Records from a data source
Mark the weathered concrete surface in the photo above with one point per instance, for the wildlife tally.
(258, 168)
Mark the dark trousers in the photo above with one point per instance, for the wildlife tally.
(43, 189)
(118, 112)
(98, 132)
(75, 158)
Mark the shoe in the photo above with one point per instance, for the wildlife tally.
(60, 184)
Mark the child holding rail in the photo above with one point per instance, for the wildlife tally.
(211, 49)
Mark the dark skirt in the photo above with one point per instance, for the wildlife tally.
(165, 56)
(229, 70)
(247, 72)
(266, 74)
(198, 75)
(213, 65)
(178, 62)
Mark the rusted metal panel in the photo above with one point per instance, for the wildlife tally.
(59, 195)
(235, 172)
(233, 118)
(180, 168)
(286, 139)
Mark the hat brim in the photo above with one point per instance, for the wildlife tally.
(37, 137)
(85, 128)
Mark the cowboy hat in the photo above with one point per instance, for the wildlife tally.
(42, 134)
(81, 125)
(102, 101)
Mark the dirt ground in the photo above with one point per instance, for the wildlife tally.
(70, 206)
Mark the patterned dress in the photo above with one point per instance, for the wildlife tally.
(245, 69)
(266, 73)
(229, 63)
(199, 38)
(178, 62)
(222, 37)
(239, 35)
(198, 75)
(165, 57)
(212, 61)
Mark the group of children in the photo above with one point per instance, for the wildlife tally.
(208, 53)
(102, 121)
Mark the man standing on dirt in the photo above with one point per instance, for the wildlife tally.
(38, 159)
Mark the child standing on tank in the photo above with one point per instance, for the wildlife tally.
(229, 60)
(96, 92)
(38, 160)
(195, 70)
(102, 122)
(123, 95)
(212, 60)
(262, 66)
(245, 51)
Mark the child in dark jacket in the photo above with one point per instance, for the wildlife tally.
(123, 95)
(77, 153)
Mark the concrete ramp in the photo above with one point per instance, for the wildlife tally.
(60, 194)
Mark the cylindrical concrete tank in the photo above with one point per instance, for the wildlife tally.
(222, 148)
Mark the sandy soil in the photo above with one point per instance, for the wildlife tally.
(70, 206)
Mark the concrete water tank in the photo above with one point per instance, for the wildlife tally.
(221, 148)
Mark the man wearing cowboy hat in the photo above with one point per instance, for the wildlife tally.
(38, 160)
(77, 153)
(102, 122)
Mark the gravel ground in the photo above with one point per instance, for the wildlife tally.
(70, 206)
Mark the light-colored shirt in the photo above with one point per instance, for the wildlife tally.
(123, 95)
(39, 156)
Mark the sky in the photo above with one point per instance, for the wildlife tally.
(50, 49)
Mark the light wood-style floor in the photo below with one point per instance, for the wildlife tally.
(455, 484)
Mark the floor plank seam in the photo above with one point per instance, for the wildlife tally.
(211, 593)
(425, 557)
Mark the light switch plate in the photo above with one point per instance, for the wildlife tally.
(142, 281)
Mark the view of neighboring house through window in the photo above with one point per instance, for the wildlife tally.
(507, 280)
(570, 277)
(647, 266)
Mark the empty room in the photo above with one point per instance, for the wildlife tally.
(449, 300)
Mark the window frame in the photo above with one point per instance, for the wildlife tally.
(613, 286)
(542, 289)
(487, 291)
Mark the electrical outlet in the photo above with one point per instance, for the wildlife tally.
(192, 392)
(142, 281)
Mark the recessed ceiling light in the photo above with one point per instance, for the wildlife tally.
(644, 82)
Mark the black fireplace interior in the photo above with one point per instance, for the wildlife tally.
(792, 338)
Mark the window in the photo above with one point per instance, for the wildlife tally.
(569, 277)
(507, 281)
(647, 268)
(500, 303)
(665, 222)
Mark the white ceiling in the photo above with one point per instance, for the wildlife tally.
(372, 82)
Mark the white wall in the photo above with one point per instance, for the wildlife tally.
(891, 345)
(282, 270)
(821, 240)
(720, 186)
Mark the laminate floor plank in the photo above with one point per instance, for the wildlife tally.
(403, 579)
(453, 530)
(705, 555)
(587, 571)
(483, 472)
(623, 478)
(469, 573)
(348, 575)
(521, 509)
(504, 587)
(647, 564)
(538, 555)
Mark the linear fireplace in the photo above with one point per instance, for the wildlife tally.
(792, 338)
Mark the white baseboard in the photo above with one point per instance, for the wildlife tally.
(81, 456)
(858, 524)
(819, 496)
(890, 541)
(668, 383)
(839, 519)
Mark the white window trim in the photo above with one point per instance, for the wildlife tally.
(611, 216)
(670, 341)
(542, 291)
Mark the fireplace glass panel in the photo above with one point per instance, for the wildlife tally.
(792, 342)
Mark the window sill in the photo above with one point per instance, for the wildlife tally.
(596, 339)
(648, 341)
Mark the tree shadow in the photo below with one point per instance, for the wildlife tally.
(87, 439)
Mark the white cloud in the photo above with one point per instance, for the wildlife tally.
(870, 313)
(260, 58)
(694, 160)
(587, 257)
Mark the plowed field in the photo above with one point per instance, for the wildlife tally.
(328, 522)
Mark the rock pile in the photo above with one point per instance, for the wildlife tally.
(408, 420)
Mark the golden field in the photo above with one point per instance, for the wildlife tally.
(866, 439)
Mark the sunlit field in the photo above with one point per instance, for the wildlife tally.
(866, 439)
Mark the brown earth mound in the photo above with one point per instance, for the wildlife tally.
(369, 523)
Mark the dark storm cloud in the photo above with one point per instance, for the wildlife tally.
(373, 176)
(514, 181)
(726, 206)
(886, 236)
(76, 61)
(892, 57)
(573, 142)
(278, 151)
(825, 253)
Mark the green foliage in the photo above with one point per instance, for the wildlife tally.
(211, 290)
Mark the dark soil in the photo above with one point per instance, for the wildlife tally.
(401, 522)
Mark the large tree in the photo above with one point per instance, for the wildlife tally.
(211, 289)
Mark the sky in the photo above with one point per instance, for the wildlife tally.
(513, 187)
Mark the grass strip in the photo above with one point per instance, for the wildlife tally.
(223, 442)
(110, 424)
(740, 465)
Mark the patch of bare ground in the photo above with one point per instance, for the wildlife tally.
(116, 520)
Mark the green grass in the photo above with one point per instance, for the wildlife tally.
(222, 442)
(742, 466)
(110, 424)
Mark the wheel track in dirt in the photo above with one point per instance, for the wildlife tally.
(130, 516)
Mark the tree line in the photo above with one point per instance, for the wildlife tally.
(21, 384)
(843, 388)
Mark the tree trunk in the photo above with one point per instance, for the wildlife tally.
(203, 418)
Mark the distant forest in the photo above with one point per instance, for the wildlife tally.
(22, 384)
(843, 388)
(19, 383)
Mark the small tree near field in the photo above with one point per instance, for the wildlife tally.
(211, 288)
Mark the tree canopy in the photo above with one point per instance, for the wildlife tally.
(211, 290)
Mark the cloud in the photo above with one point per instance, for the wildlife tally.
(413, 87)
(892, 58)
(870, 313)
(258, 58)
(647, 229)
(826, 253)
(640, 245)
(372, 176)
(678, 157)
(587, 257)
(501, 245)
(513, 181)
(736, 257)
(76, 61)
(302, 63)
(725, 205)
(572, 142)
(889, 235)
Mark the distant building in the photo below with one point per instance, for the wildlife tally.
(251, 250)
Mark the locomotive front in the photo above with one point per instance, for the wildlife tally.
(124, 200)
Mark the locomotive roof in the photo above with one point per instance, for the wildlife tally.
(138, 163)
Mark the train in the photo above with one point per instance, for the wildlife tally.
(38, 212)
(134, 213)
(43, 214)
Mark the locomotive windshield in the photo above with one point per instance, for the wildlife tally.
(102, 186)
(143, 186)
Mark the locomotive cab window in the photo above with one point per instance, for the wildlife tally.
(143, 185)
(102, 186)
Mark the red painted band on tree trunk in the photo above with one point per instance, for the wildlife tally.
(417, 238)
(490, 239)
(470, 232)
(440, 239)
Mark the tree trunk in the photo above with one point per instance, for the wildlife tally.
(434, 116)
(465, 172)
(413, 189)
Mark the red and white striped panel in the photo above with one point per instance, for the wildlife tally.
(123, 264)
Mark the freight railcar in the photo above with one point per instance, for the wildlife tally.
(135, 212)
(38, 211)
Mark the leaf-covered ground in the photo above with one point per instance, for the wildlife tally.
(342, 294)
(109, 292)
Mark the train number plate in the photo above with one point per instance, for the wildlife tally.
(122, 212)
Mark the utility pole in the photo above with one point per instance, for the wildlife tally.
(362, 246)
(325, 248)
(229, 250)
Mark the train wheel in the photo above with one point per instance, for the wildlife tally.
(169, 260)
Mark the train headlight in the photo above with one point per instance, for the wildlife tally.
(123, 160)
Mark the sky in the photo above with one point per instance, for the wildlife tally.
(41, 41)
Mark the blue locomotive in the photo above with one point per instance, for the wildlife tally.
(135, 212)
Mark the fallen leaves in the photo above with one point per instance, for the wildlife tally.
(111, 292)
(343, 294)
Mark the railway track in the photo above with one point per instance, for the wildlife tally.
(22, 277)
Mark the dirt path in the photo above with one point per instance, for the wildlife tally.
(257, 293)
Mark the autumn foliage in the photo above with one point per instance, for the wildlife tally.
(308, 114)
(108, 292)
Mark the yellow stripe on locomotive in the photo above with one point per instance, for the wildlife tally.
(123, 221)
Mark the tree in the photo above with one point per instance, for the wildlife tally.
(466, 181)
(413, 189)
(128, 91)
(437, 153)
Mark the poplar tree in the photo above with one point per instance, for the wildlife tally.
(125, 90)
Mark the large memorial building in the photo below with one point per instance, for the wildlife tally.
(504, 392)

*Do this*
Starting at the line that contains "Mark the autumn", print every line through the end of the listing, word for word. Leave out all the rest.

*Response to the task*
Mark the autumn foliage in the photo above with one point per instance, for the wildlife tally.
(308, 114)
(108, 292)
Mark the yellow stripe on locomotive in the photo above with one point per instance, for the wildlife tally.
(123, 221)
Mark the tree in the photo above with one point per instance, for the wildlife tally.
(466, 181)
(413, 189)
(128, 91)
(437, 153)
Mark the poplar tree in the photo above with one point per instance, for the wildlife tally.
(125, 90)
Mark the large memorial building in the photo below with one point per instance, for the wildlife tally.
(504, 392)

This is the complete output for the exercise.